## [Brief]
Copy out word for word the lines from the one containing "Place one keypoint on each instance of the plastic" through the end of the records.
◆ ◆ ◆ ◆ ◆ ◆ ◆
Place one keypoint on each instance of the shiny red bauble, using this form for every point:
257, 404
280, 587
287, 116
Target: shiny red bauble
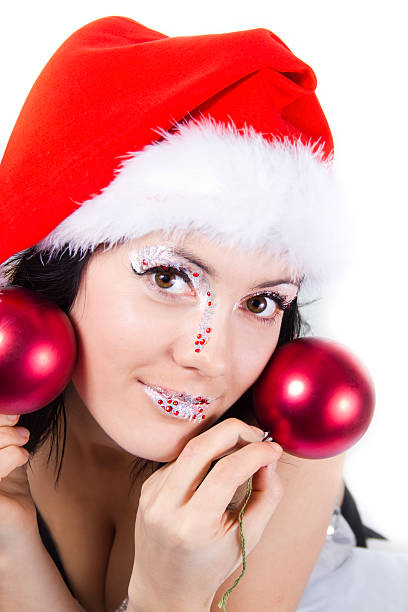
37, 351
315, 398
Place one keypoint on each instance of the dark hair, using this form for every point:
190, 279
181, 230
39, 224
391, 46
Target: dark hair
58, 279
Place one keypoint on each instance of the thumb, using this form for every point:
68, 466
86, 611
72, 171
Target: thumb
267, 492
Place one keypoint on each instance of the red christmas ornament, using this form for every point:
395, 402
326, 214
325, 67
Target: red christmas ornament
37, 351
315, 398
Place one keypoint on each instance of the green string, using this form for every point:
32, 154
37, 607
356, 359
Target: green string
227, 593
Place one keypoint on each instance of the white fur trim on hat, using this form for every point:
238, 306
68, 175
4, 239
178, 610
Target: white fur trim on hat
233, 185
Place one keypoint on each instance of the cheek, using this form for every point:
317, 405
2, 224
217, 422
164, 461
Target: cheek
250, 362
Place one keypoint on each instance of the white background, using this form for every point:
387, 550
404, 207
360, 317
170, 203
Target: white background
358, 52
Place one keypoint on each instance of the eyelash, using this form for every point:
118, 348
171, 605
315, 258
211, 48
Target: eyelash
278, 299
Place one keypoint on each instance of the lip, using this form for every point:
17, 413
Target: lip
178, 404
167, 391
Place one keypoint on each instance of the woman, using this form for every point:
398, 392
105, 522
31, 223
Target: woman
173, 196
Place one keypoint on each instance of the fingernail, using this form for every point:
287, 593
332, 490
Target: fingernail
271, 468
257, 430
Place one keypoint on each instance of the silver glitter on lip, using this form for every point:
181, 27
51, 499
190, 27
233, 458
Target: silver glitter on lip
179, 405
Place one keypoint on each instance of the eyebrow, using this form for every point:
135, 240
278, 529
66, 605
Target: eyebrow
211, 271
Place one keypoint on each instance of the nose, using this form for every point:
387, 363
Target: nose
214, 357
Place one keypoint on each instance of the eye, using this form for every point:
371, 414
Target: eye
167, 279
262, 305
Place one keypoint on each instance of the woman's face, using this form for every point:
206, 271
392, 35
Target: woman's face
156, 329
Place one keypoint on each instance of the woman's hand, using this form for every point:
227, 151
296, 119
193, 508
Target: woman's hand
18, 516
186, 542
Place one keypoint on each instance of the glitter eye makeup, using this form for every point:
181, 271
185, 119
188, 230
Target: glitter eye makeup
163, 258
282, 301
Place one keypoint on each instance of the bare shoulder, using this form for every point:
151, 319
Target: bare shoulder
280, 566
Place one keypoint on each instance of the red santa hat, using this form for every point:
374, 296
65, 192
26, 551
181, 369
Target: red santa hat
127, 130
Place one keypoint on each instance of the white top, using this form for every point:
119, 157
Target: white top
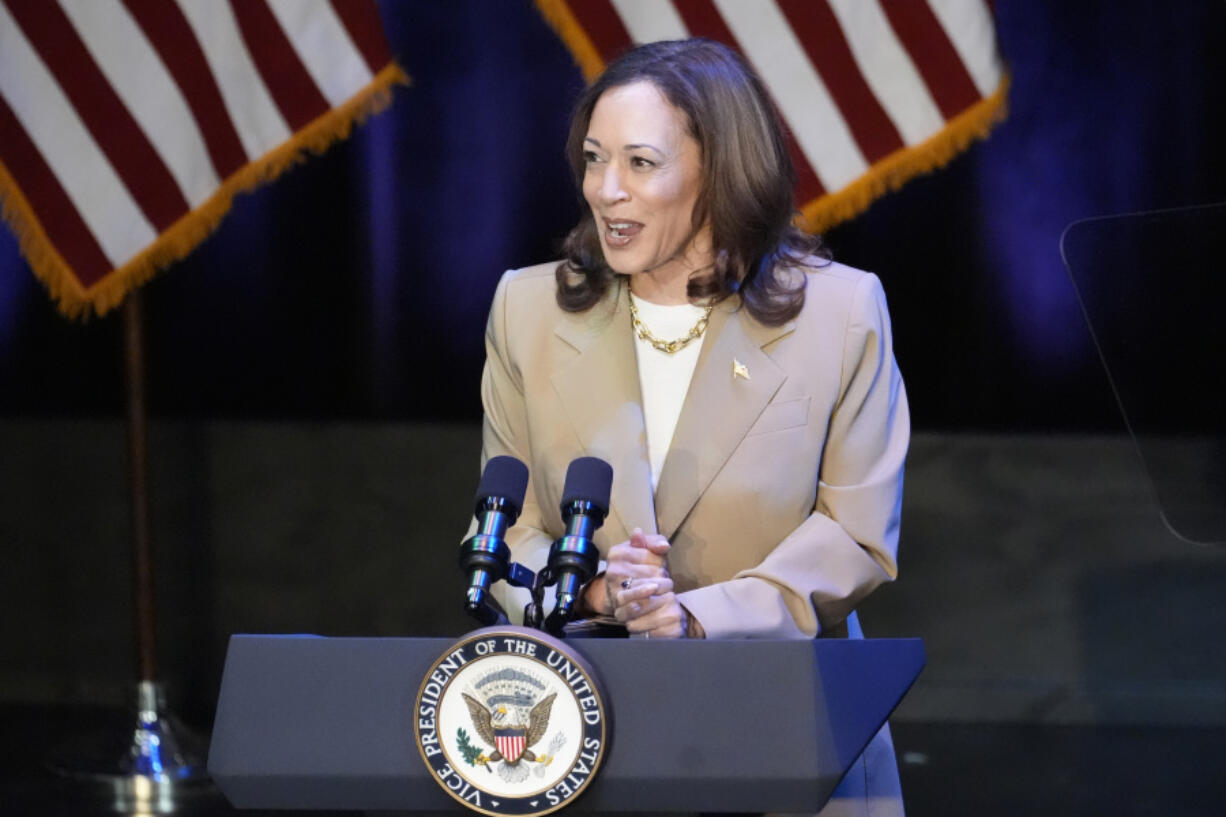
665, 378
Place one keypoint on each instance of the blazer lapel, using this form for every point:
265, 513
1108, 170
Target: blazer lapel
732, 383
601, 396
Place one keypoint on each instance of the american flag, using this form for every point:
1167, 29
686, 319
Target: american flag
126, 126
873, 92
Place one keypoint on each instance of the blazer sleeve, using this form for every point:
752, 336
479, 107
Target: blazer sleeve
813, 579
504, 432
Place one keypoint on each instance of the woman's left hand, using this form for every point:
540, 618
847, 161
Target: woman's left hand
650, 606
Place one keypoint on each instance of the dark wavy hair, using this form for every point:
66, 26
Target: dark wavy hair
747, 182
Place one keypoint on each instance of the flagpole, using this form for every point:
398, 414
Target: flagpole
139, 487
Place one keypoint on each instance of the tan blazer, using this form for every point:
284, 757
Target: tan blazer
781, 492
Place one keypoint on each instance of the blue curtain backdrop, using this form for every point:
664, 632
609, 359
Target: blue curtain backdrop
357, 285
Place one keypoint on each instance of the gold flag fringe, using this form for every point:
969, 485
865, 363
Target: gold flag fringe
563, 21
184, 234
901, 166
887, 174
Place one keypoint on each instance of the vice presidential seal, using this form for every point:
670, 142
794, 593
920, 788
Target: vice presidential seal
511, 721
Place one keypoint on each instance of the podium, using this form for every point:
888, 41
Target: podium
696, 725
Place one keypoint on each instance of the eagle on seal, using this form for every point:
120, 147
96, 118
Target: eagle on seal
513, 741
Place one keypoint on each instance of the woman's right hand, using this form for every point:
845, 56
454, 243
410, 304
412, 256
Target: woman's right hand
640, 557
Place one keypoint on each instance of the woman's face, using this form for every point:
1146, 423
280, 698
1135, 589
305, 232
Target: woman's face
643, 179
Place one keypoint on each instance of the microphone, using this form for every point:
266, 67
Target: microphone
484, 556
573, 558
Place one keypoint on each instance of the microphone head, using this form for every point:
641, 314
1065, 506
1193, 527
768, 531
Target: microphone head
505, 477
589, 479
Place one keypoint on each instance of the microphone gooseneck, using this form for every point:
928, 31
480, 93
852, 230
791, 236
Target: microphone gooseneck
484, 556
573, 558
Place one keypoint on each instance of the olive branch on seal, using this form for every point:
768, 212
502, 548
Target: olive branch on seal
472, 755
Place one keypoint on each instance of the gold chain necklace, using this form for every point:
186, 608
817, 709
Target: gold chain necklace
667, 347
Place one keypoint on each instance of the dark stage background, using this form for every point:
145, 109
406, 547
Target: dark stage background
314, 375
357, 286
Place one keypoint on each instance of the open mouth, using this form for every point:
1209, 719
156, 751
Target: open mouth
618, 233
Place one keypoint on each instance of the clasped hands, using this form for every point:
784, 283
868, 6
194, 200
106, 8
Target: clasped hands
638, 590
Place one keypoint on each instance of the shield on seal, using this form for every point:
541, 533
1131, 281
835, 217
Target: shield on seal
511, 742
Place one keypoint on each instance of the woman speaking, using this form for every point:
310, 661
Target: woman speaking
741, 384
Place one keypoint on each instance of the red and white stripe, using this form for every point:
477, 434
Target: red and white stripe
853, 80
118, 118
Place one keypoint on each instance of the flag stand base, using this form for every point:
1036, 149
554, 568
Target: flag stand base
155, 773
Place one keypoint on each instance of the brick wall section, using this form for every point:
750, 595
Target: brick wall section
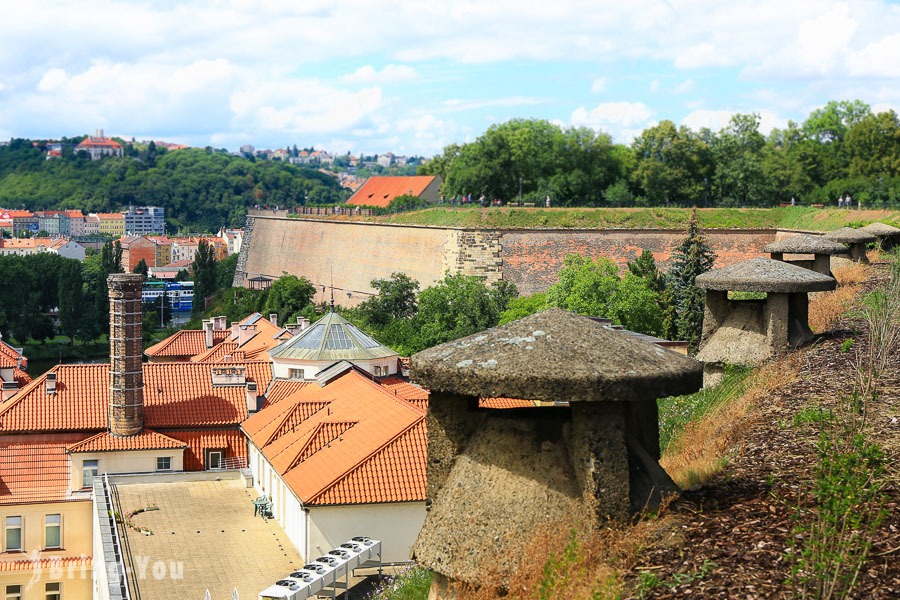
241, 267
126, 377
358, 252
480, 255
353, 253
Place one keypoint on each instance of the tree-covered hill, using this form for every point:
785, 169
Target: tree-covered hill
200, 189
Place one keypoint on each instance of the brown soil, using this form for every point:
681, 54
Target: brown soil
738, 525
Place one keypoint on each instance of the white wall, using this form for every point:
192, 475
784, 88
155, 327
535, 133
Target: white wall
134, 461
396, 524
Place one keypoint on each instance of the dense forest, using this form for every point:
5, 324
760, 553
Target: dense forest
842, 148
200, 189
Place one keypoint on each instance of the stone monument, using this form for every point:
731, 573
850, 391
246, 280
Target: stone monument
495, 476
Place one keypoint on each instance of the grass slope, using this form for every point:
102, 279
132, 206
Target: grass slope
638, 218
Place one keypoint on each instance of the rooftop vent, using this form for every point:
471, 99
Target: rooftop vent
228, 376
50, 383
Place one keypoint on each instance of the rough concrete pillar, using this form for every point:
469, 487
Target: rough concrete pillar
858, 252
599, 457
452, 419
822, 264
798, 320
775, 319
717, 309
126, 376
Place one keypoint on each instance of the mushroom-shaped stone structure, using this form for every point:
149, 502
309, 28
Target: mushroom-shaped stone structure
751, 331
494, 477
857, 238
886, 235
821, 250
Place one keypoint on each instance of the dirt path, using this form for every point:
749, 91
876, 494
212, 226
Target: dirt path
738, 526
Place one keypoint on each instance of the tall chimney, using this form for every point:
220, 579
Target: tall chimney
207, 329
126, 377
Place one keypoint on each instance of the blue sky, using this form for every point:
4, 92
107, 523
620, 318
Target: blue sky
411, 76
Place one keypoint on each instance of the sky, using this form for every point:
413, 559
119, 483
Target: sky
411, 76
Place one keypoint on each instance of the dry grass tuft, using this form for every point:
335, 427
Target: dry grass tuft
851, 274
703, 445
566, 563
827, 307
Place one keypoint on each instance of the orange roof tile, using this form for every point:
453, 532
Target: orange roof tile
365, 444
10, 352
231, 441
35, 468
505, 403
176, 394
379, 191
185, 343
57, 562
108, 442
280, 389
217, 353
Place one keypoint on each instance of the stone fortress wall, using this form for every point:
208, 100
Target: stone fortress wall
351, 254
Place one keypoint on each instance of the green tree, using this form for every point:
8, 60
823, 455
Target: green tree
141, 268
71, 307
522, 307
690, 258
396, 299
457, 306
594, 288
673, 164
288, 296
204, 271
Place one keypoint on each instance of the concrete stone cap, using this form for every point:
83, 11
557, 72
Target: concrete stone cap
881, 229
556, 355
848, 235
765, 275
806, 244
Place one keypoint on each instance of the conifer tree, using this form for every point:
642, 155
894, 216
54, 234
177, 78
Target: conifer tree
690, 258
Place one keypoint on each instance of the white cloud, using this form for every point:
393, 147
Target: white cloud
389, 74
599, 85
612, 113
685, 86
879, 59
717, 119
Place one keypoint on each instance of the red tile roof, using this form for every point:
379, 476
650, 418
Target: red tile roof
145, 440
57, 562
406, 390
178, 394
184, 343
280, 389
505, 403
352, 441
379, 191
35, 468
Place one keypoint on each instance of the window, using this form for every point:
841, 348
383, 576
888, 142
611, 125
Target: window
53, 531
215, 460
13, 534
89, 470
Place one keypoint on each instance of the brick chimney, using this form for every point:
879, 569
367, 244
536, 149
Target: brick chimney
126, 377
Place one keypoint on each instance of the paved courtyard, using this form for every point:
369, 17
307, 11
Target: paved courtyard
209, 527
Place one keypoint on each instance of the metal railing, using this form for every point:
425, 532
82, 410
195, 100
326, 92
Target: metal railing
232, 463
127, 579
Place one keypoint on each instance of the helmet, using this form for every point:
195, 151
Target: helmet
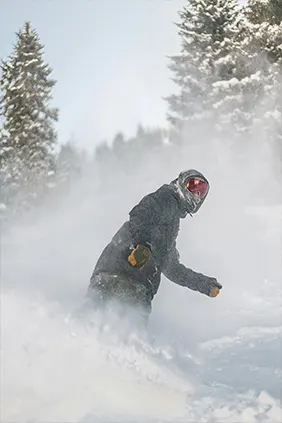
192, 188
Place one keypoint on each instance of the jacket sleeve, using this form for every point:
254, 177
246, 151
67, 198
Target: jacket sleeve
181, 275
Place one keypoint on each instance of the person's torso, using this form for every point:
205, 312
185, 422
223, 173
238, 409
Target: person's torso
162, 237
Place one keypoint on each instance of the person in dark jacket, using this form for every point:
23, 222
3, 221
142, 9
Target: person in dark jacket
130, 267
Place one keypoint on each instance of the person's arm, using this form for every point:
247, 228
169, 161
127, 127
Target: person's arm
181, 275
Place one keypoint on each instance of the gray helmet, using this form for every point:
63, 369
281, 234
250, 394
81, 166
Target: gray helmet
190, 203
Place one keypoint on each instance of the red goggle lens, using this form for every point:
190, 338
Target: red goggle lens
198, 187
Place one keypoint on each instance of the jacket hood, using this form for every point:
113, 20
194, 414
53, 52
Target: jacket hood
187, 201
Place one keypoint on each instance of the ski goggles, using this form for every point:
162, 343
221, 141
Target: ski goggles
198, 187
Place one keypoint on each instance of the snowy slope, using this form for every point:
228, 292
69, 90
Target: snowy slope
202, 360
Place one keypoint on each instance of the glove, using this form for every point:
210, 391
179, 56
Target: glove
209, 286
139, 256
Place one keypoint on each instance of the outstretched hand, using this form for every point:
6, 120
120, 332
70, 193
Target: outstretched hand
209, 286
214, 287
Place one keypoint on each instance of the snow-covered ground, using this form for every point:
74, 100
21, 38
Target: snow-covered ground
201, 360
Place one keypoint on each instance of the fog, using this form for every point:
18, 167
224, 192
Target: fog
201, 359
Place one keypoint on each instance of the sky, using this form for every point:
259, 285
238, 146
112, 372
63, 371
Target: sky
109, 59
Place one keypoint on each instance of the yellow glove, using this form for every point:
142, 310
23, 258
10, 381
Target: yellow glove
214, 291
139, 256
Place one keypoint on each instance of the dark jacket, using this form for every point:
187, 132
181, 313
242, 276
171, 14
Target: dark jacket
154, 222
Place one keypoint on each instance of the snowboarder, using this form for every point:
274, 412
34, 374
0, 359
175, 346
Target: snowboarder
130, 267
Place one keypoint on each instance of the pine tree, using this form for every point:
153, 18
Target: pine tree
264, 41
207, 29
28, 136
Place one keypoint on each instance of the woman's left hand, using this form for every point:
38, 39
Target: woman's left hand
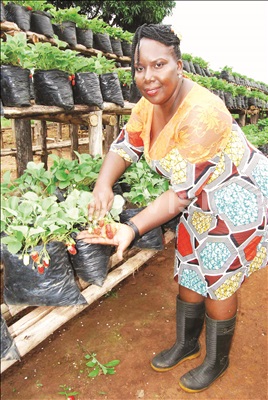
121, 237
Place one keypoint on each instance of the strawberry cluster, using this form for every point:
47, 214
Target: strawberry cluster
42, 262
104, 227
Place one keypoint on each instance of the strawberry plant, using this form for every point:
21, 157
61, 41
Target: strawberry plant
98, 368
67, 392
31, 220
15, 50
146, 185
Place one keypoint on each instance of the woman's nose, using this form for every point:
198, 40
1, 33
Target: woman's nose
148, 75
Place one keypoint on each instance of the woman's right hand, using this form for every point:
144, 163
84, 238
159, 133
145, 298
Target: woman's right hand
101, 202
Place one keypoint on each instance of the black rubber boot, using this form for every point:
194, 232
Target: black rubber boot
219, 336
190, 320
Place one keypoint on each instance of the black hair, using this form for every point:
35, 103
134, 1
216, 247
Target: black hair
159, 32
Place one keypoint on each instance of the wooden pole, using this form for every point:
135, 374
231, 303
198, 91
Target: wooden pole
95, 133
73, 129
43, 137
23, 139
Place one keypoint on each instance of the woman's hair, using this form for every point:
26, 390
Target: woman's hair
161, 33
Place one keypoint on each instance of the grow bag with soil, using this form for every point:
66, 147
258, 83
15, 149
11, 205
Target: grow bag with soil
101, 41
55, 287
53, 88
186, 66
66, 31
15, 86
135, 94
153, 239
41, 23
125, 92
117, 47
126, 48
18, 14
87, 89
111, 88
85, 37
91, 262
9, 349
2, 12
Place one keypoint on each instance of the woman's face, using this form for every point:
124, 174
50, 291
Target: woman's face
156, 74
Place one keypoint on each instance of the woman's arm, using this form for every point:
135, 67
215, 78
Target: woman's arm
112, 168
163, 209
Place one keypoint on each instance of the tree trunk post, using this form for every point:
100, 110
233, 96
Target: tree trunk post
242, 118
95, 133
111, 132
73, 130
43, 140
23, 139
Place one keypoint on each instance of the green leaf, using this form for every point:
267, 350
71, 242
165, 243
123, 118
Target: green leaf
91, 364
94, 373
112, 363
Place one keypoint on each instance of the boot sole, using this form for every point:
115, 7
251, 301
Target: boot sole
200, 390
191, 357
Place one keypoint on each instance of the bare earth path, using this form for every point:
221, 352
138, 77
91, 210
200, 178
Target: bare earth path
132, 324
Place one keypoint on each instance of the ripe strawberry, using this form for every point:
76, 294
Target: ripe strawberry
110, 231
97, 231
72, 250
45, 262
35, 256
40, 269
101, 223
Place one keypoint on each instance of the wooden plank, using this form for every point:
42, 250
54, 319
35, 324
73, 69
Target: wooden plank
40, 329
46, 112
57, 145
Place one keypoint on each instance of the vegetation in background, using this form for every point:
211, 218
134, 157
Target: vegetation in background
126, 14
257, 134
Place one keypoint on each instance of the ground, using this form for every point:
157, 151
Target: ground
134, 322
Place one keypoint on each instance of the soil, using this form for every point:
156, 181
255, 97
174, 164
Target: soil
132, 323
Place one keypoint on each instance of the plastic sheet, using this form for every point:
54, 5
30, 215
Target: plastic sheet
153, 239
101, 41
84, 37
111, 88
41, 23
91, 262
18, 14
126, 48
87, 89
135, 94
9, 349
55, 287
15, 86
2, 12
53, 88
66, 32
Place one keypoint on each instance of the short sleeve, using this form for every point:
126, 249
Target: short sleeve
129, 143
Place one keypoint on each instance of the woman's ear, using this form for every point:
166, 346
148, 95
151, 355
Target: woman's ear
180, 67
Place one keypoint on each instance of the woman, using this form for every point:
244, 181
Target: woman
219, 186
◆ ◆ ◆ ◆ ◆ ◆ ◆
## [Response]
Place one keypoint on each instance of the plastic sheet, using this form for every point:
54, 5
30, 215
Target: plastic sheet
153, 239
101, 41
84, 37
111, 88
41, 23
91, 262
18, 14
126, 48
87, 89
135, 94
9, 349
55, 287
15, 86
2, 12
53, 88
66, 32
Place one keypoint on each instance of the short sleeve, using this form for every point:
126, 249
Target: short sleeve
129, 143
Place one keypoint on each instance of the woman's ear, using this form for every point:
166, 346
148, 95
151, 355
Target: woman's ear
180, 67
Place one keypoint on each instance of the woman, using this form for every point:
244, 181
Target: woman
219, 186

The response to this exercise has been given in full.